▶ _Material provided_:
══════

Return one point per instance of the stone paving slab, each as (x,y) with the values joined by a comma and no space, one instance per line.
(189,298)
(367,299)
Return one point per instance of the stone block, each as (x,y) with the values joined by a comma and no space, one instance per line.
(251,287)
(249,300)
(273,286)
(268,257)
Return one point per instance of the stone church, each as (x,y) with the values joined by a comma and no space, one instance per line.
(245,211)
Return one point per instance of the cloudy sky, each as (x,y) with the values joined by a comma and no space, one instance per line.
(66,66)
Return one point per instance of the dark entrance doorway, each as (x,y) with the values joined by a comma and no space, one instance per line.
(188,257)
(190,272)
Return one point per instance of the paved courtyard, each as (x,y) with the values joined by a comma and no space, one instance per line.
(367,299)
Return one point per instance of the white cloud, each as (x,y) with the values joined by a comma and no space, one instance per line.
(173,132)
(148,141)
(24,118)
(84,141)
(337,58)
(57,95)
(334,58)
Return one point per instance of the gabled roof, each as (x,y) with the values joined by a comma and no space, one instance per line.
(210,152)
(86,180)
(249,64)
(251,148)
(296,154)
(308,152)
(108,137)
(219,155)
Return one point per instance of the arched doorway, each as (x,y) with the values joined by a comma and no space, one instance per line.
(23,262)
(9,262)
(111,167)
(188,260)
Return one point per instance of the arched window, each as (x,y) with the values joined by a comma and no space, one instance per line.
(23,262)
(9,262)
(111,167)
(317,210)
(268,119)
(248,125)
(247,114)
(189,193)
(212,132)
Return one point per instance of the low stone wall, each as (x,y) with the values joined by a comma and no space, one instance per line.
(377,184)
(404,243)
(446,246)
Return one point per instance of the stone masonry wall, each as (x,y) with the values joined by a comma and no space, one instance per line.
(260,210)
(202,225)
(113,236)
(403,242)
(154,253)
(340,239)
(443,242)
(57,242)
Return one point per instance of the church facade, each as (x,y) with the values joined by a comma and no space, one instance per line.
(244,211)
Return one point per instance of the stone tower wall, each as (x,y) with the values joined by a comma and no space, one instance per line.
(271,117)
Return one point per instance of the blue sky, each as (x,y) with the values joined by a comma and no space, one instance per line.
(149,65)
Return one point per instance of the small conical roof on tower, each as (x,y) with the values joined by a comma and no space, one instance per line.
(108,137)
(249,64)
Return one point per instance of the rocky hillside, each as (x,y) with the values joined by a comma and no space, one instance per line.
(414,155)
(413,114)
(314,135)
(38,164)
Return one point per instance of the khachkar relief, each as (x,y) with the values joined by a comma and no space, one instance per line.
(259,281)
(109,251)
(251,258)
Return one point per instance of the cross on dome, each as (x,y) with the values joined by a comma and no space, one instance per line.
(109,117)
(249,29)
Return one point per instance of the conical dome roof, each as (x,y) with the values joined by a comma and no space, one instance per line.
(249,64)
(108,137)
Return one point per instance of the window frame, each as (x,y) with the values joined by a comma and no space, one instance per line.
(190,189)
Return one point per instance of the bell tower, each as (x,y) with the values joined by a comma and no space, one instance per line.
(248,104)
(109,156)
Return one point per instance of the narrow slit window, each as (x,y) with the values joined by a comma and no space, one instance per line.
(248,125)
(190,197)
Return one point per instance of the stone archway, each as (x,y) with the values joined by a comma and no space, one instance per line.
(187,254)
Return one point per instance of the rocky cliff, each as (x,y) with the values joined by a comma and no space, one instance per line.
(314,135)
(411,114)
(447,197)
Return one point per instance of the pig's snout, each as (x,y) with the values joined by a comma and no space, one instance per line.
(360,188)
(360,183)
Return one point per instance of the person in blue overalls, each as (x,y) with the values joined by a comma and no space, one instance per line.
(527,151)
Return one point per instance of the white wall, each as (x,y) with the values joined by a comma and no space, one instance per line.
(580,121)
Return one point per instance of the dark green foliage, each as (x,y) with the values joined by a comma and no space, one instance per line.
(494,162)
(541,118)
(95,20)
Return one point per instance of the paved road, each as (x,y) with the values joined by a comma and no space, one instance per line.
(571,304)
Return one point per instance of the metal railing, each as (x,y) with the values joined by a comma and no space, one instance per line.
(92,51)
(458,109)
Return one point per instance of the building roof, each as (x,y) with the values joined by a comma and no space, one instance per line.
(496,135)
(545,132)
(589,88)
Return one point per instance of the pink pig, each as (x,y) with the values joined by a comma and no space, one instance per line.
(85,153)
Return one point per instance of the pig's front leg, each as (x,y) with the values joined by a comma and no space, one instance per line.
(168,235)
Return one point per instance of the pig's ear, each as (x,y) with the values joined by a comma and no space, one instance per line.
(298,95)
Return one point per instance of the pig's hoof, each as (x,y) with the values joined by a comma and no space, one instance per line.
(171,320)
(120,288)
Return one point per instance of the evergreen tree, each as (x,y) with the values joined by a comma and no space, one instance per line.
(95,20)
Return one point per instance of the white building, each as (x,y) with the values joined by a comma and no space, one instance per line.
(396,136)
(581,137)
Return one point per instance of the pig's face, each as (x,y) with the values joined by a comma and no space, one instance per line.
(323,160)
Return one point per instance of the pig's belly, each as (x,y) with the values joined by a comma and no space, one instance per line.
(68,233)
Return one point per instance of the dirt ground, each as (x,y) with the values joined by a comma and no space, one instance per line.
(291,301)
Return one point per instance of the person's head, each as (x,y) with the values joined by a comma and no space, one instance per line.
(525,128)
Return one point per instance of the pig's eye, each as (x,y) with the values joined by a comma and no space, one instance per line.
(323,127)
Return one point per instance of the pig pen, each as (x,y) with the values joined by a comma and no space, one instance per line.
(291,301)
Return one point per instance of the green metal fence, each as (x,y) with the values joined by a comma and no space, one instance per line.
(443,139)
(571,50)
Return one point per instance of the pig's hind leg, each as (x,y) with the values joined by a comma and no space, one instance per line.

══════

▶ _Aim of the exercise_:
Every entry should be duplicated exactly as written.

▶ _Response box_:
Return one point per instance of the stone paving slab, each as (x,y) with the values joined by a comma and no space, one instance per line.
(189,298)
(367,299)
Return one point per instance of the stone block, each as (x,y) with the values joined by a comma and no space, one instance per line.
(251,287)
(249,300)
(273,286)
(268,257)
Return one point per instance of the stone church, each as (x,y) with the values joined by a comma and no space, one instance per line.
(245,211)
Return one point per instance of the cloudy sky, each as (x,y) with the values joined by a comma and no space, one instance per line.
(66,66)
Return one point per instance of the dark entrance doorway, each as (x,y) with the values joined by a comma and no space, one instance per line.
(188,257)
(190,272)
Return one point per instance of the paved courtyard, each as (x,y) with the values joined by a comma and no space, one instance per line.
(367,299)
Return one point per instance of the white cloud, each as (x,y) with the values joined by a comma and no space, one instance per line.
(173,132)
(148,141)
(24,118)
(84,141)
(337,58)
(57,95)
(334,58)
Return one point per instance of the gabled roof, each as (x,y) with the values joined by a comma and no space, one instance per line.
(210,152)
(86,180)
(249,64)
(251,148)
(296,154)
(308,152)
(108,137)
(219,155)
Return one point per instance of the arched doorway, each as (x,y) with the values joined by a comma and no space, one instance per line.
(23,262)
(9,262)
(111,167)
(188,260)
Return one point per instance of the arched window, each as (x,y) with the values joined by a comma and no space, one instance per line.
(23,262)
(9,262)
(111,167)
(317,210)
(268,119)
(248,125)
(247,114)
(189,193)
(212,132)
Return one point per instance of the low stone wall, each as (x,y) with the values joined by a comma and no space, one instance per line.
(377,184)
(404,243)
(446,246)
Return one point per instance of the stone masonry wall, each as (x,y) with the values joined by a comma and no space, one instance per line.
(260,210)
(202,225)
(113,236)
(403,242)
(154,253)
(340,239)
(443,242)
(57,242)
Return one point per instance of the church facade, each as (x,y) with the values joined by a comma and no space, one instance per line.
(244,211)
Return one point per instance of the stone tower wall, each as (x,y) with the values joined by a comma and no space, one instance per line.
(271,117)
Return one point per instance of the blue sky, each as (x,y) with the values joined by a comma and no space, one instance per line.
(149,65)
Return one point per instance of the small conical roof on tower, each as (x,y) with the values joined by a comma and no space, one instance per line.
(108,137)
(249,64)
Return one point per instance of the rocky hillside, each as (x,y) with the values joined by a comma and no space, one instance per line.
(414,155)
(413,114)
(314,135)
(38,164)
Return one point per instance of the khachkar relief, each as (x,y) with the values joined by a comma and no space, one instance per line.
(259,281)
(109,251)
(251,258)
Return one point per instance of the cross on dome, each as (x,y) with the values joined by a comma and no space, one instance per line.
(109,117)
(249,29)
Return one point per instance of the conical dome roof, each as (x,y) with the values joined by a comma and no space, one instance per line.
(249,64)
(108,137)
Return one point per instance of the window frame, each as (x,y) with the values joined by a comma and no space, one instance per line.
(190,189)
Return one point per instance of the bell tower, each as (x,y) with the values joined by a comma and no space, one instance per line.
(248,104)
(109,156)
Return one point per instance of the narrow slit window, each as (x,y) with the values joined by a comma and no space, one instance per line.
(248,125)
(190,197)
Return one point per instance of the stone archway, each as (x,y) with the values joined by a comma and no space, one instance per line.
(187,254)
Return one point per instance of the rocky cliff, each as (x,y) with the values joined by a comma and no space, one instance per line.
(314,135)
(411,114)
(447,197)
Return one point per instance of the pig's snout, each as (x,y) with the values joined by a comma and no space, one instance per line.
(360,188)
(360,183)
Return one point per instance of the person in blue overalls, each as (x,y) with the values joined by a comma and no space, one instance per line.
(527,151)
Return one point per instance of the white wall, each as (x,y) with the values joined by a comma and no space, one instance per line.
(580,121)
Return one point per instance of the dark green foliage, each as (x,y) with the values joined by a comma and no space, one instance per line.
(494,162)
(541,118)
(95,20)
Return one point per instance of the paved road, each as (x,y) with the values joined by a comma and no space, one instance per line.
(571,304)
Return one point per instance of the metal railing, each as (x,y) with the values joined by a comma and no space, one instance per line.
(92,51)
(458,109)
Return one point per instance of the building roof, each as (x,y) with the values joined by a comma and no space, one instance per line.
(496,135)
(545,132)
(589,88)
Return one point per instance of the pink pig, each as (x,y) with the values joined by a comma and no space, one instance per line.
(85,153)
Return one point per instance of the pig's front leg, each as (x,y) with the values joined by a comma and no space, one instance per line.
(168,235)
Return one point per instance of the pig's ear, each as (x,y) with the values joined by a comma and no space, one instance per line.
(298,95)
Return one point per instance of the pig's hoof, each as (x,y) with the values joined by a comma and no space, one instance per line.
(171,320)
(120,288)
Return one point per instance of the evergreen tree, each as (x,y) with the values joined by a comma and no space, one instance per line.
(95,20)
Return one point per instance of the white building, each as (x,y) with the values joined by a comma and no space, one instance per line.
(396,136)
(581,137)
Return one point per instance of the pig's face, each as (x,y) with the values joined by a comma and no space, one instance per line.
(323,160)
Return one point per instance of the pig's belly, each as (x,y) with the values joined by a comma and no space, one instance per line.
(68,233)
Return one point per instance of the dirt ground, each as (x,y) with the values joined by a comma and no space, one instance per line.
(291,301)
Return one point per instance of the person's head, each as (x,y) with the values joined by a comma and no space, one instance per line.
(525,128)
Return one point per instance of the pig's eye, each as (x,y) with the values joined by a comma and no space, one instance per line.
(323,127)
Return one point per instance of the pig pen, each as (x,y) with the values joined by a comma and no space, one instance per line.
(291,301)
Return one point per instance of the green metal fence, each as (x,y) with the values joined by a comma and no space, one instance per line.
(443,139)
(571,50)
Return one point per instance of the pig's hind leg, each as (x,y) with the values joined by a comma and no space, one instance per line.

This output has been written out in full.